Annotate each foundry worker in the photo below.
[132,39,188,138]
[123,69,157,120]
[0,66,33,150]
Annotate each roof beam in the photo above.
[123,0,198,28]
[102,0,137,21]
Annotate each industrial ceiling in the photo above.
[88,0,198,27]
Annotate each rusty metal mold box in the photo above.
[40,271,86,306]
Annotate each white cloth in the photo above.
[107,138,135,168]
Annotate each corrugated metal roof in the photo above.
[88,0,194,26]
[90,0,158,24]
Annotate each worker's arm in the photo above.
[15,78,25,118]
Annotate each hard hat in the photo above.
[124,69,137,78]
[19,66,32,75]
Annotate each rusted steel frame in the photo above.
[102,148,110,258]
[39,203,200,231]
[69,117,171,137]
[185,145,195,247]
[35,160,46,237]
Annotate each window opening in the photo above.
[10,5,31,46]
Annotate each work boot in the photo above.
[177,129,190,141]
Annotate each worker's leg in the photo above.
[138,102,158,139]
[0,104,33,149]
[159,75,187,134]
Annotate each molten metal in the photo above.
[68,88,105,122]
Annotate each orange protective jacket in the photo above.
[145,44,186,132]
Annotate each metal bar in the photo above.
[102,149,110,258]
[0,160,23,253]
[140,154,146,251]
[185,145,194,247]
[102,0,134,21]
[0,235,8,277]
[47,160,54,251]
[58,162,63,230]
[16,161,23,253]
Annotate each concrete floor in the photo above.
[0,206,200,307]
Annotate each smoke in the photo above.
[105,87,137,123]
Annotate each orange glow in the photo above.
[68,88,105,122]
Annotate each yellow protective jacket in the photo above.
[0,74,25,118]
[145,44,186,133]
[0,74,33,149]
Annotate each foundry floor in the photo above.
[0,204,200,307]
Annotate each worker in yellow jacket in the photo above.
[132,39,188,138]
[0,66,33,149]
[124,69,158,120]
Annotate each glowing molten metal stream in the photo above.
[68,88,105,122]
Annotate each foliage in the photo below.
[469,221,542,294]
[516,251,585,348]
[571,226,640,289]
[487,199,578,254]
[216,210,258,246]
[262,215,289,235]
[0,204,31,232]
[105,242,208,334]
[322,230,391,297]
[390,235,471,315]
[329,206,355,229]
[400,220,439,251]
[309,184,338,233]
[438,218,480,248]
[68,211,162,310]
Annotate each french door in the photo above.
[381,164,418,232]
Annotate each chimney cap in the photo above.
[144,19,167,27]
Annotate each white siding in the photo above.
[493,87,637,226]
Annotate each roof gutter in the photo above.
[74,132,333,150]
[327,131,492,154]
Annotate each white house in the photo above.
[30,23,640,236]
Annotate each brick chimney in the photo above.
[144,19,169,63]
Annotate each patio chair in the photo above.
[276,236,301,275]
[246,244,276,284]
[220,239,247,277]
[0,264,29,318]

### WHAT IS ASKED
Output the entries as a numbered list, starting at the line containing "Annotate each white cloth in the photo above." and ending at the line containing "[19,66,32,75]", both included, with any blank lines omitted.

### CORRECT ANSWER
1. Annotate each white cloth in the photo above.
2. [107,138,135,168]
3. Annotate each corrugated metal roof in the photo above.
4. [88,0,194,26]
5. [90,0,158,24]
6. Annotate each worker's arm in the photo above.
7. [15,78,25,118]
8. Annotate each hard hat in the photo above.
9. [124,69,137,78]
10. [19,66,32,75]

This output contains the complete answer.